▸ TASK REQUIREMENTS
Quote the entries below word for word, beginning with the line that contains "Would you kindly indicate the eggplant" and continuing through the final line of the entries.

Stored records
────────────────────────────────────────

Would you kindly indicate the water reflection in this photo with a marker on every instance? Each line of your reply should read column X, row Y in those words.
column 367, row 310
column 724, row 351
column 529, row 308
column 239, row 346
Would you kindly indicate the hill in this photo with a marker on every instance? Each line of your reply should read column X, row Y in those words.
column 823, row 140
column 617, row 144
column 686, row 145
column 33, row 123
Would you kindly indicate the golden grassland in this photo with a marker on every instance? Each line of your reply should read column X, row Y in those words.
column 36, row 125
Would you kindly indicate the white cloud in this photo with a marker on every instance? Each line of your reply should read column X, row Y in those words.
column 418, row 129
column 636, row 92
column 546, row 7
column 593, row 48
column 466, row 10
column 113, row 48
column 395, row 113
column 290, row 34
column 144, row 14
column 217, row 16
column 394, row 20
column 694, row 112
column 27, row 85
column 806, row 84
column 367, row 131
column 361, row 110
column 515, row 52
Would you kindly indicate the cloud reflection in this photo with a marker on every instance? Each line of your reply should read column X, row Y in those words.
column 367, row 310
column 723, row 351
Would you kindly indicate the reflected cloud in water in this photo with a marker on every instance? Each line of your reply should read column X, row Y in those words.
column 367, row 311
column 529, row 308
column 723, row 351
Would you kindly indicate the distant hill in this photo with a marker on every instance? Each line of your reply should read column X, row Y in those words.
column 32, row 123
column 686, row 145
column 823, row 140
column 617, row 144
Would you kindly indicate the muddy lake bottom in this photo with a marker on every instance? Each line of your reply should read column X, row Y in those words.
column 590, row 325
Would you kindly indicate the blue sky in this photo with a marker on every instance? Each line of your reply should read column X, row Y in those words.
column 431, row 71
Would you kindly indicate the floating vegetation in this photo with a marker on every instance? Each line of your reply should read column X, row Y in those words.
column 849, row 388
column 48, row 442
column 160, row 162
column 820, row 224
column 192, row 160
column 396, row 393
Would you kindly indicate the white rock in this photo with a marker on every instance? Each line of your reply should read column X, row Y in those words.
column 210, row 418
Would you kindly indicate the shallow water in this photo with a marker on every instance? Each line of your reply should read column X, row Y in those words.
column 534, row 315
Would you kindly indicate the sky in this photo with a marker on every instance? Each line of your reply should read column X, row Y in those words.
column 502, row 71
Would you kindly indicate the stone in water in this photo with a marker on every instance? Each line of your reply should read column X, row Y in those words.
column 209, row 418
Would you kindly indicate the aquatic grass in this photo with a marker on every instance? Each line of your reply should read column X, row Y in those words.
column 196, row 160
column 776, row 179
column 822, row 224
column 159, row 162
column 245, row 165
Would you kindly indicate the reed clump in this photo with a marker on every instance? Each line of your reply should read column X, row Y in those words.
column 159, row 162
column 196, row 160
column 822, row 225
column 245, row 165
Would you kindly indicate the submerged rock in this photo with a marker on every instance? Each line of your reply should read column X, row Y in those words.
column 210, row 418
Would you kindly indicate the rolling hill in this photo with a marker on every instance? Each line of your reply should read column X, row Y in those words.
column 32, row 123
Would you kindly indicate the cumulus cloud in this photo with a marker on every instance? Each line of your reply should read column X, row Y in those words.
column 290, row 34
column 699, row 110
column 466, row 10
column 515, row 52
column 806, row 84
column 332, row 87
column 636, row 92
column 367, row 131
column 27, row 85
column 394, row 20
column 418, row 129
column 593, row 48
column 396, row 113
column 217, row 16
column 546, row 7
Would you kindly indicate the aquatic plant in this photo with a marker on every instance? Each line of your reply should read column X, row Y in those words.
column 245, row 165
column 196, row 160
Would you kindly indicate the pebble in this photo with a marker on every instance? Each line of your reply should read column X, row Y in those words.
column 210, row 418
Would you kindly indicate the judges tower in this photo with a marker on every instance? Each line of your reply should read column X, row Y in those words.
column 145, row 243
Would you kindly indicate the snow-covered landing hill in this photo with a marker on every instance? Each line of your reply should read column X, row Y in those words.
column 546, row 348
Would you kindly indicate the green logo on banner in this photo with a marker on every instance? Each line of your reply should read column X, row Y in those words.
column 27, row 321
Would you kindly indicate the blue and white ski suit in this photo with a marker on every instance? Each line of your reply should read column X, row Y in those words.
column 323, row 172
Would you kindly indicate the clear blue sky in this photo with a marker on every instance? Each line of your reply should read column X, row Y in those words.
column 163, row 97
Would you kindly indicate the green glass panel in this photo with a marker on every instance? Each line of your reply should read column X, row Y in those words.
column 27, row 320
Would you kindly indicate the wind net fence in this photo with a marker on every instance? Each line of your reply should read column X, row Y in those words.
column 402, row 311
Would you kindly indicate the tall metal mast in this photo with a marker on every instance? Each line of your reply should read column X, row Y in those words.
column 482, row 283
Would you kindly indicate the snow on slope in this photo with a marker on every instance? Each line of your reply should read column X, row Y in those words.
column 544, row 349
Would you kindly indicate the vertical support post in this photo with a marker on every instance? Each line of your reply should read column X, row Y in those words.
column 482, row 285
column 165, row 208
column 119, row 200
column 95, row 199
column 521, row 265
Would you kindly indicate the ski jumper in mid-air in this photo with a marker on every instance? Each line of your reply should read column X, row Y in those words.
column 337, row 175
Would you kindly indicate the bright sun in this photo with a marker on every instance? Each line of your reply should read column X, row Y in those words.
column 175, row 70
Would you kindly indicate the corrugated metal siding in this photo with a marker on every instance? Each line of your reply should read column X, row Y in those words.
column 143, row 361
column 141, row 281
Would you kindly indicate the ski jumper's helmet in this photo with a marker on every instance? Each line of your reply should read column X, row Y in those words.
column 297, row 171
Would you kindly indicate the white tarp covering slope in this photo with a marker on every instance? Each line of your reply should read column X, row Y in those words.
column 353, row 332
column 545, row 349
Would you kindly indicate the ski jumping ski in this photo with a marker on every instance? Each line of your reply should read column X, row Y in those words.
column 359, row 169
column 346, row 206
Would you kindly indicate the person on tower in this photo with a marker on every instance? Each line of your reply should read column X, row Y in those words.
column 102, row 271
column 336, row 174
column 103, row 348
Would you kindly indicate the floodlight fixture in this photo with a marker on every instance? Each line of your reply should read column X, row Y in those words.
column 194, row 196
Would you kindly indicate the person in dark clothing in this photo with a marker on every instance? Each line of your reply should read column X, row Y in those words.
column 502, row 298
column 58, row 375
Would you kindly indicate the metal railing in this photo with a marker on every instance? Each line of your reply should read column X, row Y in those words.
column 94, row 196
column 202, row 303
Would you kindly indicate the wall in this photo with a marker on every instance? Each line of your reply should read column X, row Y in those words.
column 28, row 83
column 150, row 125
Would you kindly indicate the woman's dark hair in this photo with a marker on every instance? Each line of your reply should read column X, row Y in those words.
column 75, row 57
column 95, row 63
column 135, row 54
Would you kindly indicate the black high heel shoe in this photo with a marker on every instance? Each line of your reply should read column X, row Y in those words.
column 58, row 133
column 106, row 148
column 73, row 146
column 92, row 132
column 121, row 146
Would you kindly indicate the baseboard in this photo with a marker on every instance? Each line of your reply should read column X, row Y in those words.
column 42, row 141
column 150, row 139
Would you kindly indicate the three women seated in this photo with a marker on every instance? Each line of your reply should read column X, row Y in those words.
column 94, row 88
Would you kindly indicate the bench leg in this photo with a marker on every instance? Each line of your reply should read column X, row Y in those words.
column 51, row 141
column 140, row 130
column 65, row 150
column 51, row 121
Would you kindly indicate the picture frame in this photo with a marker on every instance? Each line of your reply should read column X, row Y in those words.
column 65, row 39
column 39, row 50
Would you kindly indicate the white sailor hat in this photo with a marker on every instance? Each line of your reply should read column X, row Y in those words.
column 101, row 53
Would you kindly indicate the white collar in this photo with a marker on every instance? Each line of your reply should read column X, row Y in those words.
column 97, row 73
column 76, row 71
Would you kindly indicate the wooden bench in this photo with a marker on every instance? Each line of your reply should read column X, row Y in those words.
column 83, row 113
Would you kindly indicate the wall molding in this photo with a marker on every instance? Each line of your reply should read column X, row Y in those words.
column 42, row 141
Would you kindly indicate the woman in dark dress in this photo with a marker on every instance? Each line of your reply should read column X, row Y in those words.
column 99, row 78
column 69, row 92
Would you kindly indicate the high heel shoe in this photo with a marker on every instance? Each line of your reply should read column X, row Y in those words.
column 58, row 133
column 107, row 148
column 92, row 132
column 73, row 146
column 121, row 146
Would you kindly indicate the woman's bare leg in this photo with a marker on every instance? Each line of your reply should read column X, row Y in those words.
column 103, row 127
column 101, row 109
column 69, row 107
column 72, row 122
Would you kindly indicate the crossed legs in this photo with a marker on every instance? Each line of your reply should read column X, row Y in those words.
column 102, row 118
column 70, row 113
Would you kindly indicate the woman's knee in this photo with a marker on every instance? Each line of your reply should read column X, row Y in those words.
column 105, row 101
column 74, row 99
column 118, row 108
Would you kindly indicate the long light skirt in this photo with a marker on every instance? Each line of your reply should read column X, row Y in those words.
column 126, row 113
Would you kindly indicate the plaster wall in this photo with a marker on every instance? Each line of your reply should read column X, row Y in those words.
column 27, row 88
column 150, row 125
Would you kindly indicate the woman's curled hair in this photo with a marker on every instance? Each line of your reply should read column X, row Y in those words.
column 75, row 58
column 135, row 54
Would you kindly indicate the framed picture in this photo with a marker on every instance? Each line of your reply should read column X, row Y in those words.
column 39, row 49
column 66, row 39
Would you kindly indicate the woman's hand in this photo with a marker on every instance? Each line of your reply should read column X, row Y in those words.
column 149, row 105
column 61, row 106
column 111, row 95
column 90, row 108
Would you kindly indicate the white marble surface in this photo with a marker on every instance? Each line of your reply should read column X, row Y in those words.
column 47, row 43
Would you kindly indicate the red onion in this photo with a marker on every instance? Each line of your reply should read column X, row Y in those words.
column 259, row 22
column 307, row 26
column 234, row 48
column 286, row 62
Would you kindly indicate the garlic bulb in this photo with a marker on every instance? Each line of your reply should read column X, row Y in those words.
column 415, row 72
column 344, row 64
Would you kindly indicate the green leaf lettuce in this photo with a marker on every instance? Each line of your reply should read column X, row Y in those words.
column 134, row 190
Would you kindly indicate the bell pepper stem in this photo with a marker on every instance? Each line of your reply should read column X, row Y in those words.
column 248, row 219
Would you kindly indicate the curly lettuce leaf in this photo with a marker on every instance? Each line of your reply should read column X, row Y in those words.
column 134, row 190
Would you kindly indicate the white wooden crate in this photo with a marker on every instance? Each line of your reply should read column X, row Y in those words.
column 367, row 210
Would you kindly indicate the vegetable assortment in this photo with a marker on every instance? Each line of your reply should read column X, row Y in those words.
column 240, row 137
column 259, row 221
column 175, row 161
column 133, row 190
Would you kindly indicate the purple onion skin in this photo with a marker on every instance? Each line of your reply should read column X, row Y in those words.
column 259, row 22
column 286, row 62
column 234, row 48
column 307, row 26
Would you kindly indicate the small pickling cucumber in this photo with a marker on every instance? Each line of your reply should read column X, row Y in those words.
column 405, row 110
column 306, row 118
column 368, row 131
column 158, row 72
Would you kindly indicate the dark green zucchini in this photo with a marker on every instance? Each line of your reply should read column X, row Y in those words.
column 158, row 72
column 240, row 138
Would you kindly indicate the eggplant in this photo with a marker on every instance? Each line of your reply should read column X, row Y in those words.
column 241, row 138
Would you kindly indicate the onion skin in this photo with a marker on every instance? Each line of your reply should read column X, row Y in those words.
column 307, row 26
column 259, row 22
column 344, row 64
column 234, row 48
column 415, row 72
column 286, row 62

────────────────────────────────────────

▸ FULL ANSWER
Would you kindly indicate the eggplant in this photo with a marker on every instance? Each line of your reply should read column X, row Y in those words.
column 241, row 138
Would you kindly indicate the onion skin in this photo with a marker on every instance? Each line of your reply should read column X, row Y in those words.
column 307, row 26
column 259, row 22
column 344, row 64
column 234, row 48
column 415, row 72
column 286, row 62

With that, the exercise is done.